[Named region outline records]
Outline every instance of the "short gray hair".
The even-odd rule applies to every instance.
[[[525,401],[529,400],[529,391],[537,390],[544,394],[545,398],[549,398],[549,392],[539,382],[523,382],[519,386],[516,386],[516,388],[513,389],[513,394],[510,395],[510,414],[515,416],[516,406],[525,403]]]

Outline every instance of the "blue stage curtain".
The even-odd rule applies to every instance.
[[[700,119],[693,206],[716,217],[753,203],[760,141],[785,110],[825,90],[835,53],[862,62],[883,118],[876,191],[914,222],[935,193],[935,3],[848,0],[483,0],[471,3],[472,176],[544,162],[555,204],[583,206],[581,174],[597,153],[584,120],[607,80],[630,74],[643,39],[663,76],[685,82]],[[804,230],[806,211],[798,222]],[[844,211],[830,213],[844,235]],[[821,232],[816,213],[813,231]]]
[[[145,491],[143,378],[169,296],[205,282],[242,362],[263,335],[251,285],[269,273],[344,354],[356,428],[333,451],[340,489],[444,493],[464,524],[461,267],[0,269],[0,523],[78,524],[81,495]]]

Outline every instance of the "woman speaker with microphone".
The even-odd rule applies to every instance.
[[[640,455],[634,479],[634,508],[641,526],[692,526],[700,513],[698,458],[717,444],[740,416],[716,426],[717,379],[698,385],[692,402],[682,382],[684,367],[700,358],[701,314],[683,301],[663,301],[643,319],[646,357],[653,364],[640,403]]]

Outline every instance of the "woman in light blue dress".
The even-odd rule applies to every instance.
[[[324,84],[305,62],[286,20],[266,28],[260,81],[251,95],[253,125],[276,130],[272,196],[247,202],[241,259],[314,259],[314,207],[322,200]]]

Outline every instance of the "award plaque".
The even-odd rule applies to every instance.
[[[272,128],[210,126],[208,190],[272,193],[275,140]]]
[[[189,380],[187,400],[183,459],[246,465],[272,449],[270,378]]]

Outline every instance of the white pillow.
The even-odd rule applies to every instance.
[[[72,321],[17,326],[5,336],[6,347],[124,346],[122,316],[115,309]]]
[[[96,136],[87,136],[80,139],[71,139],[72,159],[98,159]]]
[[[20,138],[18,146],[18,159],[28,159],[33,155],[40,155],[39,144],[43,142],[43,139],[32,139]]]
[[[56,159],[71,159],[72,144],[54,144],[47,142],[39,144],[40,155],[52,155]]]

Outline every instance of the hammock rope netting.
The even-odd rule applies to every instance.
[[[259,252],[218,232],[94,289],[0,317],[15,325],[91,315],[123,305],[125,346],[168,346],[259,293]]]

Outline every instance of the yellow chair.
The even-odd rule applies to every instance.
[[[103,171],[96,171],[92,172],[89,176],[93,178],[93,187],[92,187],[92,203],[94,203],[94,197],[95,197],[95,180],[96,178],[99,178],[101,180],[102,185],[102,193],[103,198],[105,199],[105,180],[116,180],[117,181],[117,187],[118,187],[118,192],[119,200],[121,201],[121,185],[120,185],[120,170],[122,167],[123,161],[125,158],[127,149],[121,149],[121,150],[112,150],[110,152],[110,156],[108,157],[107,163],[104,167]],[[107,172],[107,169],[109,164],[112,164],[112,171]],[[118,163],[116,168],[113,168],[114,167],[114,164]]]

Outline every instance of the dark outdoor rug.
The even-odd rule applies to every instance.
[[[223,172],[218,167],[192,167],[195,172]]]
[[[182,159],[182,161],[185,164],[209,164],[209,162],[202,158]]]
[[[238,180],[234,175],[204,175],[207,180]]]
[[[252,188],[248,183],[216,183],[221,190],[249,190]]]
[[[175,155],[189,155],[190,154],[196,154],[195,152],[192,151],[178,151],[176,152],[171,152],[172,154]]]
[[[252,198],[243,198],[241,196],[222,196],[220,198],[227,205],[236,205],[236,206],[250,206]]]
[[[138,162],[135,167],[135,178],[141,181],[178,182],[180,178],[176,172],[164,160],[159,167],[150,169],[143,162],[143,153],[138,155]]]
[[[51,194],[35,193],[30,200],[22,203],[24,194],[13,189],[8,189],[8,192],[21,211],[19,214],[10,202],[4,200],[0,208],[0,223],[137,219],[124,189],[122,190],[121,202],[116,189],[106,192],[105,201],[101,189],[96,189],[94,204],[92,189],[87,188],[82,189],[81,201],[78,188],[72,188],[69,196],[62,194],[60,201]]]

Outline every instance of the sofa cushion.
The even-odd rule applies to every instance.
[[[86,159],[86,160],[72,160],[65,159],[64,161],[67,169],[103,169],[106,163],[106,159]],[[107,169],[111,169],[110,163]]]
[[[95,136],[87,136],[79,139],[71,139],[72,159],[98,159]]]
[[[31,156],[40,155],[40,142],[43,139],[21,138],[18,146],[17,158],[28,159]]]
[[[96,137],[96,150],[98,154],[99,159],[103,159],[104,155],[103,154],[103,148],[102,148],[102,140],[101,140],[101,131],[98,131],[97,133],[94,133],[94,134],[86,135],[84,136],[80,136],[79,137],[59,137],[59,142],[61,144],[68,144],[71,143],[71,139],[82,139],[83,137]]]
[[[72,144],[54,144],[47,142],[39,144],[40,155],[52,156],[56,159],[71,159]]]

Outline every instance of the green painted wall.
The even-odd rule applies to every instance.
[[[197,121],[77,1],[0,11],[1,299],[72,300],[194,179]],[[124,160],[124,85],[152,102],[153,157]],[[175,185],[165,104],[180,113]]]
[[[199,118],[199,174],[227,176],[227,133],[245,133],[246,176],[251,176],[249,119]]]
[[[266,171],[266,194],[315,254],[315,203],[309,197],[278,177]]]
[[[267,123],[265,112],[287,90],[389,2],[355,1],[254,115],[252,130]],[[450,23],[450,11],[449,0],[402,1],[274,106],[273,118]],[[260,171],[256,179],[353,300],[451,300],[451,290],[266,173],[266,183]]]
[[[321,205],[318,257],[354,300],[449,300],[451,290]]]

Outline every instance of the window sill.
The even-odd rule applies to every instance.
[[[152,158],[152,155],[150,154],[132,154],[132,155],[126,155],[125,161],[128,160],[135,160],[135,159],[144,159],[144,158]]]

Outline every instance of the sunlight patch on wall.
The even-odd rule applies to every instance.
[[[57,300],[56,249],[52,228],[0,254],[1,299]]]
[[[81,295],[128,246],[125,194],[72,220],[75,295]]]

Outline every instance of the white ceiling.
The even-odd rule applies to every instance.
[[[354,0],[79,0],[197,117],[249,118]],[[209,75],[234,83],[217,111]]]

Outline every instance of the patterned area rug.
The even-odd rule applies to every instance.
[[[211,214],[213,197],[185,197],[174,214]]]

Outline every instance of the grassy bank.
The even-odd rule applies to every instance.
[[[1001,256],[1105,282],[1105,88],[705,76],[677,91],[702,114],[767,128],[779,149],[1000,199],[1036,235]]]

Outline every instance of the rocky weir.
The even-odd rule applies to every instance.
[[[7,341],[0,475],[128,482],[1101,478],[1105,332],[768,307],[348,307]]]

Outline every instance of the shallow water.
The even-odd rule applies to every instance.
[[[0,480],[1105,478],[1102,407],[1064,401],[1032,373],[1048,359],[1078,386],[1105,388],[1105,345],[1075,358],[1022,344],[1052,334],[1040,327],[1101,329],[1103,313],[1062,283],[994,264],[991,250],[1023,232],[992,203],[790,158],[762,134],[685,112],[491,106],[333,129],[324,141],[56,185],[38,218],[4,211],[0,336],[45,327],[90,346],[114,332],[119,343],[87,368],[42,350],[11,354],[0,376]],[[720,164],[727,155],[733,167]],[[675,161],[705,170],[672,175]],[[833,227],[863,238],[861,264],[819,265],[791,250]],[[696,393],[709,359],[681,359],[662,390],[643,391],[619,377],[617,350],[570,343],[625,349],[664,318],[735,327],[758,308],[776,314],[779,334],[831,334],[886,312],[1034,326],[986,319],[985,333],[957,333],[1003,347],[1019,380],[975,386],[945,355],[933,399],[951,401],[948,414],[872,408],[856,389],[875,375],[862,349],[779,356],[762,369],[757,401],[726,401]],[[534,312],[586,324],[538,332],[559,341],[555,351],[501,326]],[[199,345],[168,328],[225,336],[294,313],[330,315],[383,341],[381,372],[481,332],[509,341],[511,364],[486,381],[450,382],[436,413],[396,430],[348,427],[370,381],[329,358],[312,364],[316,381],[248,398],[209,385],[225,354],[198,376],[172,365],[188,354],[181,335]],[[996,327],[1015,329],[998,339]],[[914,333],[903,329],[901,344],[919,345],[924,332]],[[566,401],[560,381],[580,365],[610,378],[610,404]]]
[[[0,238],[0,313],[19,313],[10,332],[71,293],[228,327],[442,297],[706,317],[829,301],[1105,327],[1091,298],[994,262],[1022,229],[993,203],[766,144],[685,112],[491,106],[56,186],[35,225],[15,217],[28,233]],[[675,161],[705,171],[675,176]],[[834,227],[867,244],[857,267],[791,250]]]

## [Task requirements]
Give as a numbered list the lines of the entries above, starting with the line that contains "Outline every instance of the dark" and going on through the line that contains "[[[238,180],[234,175],[204,175],[207,180]]]", leaving out any blank lines.

## [Solution for this problem]
1. Outline every instance of the dark outdoor rug.
2. The even-odd rule applies to every instance.
3. [[[223,172],[218,167],[192,167],[195,172]]]
4. [[[182,159],[182,161],[185,164],[209,164],[209,162],[202,158]]]
5. [[[238,180],[234,175],[204,175],[207,180]]]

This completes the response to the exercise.